● Do this: In the rows below, arrange the lines from the one containing "Exercise. Put one point on each instance of the number" through the last line as a numbered list, leaving out blank lines.

● Records for this task:

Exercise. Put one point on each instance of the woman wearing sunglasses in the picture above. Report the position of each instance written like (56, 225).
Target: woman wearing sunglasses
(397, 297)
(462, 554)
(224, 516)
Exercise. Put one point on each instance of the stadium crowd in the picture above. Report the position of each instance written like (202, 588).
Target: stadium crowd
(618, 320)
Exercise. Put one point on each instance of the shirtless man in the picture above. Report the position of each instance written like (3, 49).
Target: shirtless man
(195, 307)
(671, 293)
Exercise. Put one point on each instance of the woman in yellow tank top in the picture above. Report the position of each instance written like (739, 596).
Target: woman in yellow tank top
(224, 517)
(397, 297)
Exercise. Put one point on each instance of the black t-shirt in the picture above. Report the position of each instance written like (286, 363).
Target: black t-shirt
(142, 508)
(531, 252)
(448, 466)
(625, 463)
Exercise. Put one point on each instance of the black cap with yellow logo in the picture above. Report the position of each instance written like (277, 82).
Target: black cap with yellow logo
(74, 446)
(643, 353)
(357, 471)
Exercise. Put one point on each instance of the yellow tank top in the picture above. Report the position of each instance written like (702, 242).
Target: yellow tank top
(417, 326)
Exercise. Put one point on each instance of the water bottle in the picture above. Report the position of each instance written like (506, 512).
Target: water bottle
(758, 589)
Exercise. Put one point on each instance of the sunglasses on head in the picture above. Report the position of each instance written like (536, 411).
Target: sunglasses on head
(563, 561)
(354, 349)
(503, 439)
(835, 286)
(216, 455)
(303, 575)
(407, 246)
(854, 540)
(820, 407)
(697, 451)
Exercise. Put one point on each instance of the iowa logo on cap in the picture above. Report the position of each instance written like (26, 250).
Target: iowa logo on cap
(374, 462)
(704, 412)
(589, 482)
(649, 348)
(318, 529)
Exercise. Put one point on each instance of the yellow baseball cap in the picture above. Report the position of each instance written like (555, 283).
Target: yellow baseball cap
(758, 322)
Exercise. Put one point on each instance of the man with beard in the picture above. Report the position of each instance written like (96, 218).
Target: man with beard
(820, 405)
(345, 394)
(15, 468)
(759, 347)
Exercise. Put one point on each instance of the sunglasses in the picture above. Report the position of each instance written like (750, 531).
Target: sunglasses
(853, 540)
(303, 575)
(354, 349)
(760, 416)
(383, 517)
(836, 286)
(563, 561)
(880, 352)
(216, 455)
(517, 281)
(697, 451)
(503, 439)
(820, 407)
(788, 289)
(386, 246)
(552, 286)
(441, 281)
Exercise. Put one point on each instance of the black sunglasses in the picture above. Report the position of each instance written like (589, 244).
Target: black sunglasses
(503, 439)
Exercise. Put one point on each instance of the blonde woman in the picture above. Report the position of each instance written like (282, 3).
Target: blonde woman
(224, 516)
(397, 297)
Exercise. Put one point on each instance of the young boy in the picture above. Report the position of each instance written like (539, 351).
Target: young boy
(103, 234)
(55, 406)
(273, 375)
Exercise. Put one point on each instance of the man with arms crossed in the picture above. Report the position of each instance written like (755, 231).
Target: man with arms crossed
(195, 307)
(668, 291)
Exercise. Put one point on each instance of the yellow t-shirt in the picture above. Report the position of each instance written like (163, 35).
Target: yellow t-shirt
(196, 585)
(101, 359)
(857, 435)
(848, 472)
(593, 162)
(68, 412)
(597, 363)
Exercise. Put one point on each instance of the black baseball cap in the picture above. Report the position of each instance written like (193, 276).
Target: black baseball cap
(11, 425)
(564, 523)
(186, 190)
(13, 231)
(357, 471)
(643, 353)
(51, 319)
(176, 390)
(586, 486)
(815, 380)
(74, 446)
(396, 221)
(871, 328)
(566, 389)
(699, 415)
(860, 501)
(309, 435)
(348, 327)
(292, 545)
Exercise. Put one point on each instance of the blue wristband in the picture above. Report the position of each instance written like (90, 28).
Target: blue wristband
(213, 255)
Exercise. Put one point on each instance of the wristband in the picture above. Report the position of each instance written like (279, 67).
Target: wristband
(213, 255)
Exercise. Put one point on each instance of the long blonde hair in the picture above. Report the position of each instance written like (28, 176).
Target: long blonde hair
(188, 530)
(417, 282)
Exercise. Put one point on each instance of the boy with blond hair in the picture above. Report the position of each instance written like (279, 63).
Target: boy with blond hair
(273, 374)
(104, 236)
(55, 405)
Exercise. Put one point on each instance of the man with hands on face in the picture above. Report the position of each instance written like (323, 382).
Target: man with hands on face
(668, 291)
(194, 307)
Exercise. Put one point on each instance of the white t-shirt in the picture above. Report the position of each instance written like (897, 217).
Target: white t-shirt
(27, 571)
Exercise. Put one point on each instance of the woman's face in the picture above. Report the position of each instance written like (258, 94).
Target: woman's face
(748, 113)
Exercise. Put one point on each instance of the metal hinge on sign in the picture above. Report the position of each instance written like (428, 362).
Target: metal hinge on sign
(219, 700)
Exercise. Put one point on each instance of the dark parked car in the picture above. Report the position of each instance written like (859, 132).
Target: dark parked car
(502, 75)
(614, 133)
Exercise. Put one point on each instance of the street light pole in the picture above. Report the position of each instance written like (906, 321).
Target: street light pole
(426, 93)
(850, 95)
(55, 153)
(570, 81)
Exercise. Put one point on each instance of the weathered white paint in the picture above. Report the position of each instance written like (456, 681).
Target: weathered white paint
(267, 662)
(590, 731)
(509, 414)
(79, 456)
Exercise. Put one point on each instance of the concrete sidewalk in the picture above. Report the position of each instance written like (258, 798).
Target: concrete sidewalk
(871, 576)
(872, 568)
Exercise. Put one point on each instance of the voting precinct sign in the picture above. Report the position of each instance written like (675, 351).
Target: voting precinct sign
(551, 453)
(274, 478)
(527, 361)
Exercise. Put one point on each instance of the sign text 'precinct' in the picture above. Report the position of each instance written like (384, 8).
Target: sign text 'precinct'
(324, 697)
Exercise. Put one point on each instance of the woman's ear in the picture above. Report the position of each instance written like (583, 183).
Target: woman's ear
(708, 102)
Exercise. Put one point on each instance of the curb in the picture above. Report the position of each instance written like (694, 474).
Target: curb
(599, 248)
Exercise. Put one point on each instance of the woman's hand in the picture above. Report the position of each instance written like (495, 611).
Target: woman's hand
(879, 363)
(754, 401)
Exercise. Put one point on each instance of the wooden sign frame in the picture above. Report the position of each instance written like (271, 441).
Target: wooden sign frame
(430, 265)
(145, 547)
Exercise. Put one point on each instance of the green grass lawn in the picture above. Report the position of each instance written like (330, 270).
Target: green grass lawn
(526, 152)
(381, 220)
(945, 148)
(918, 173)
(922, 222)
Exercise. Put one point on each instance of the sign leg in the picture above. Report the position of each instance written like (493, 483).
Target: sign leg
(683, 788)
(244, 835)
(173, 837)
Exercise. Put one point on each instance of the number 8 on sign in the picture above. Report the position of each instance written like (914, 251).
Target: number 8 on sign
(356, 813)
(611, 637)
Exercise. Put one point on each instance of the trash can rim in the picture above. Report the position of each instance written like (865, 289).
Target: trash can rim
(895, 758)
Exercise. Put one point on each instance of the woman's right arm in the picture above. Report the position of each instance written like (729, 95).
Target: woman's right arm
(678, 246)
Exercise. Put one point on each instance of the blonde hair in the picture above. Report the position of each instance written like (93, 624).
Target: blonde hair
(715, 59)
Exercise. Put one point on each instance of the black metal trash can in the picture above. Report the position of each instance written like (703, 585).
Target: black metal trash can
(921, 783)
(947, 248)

● Solved problem:
1. Exercise. Put one point on each instance of the number 8 on sign in the picture above. Report the position of each instance written like (914, 251).
2. Target: number 8 on sign
3. (356, 813)
4. (611, 637)
5. Exercise. Put one point on each instance of the trash can rim in the picture above. Report the position of each instance written like (865, 289).
6. Target: trash can rim
7. (895, 758)
8. Exercise. Put one point on each instance of the woman's right arm in the picture above. Report the position of each instance written like (729, 95).
9. Target: woman's right arm
10. (678, 246)
11. Exercise. Put one point on each instance of the blonde hair in the picture above. Report the position of each instance written like (93, 624).
12. Target: blonde hair
13. (715, 59)
14. Exercise. Put one point on each instance of the black metal trash can in the picture above. Report the position of each instance written like (703, 585).
15. Target: black metal trash can
16. (921, 783)
17. (947, 248)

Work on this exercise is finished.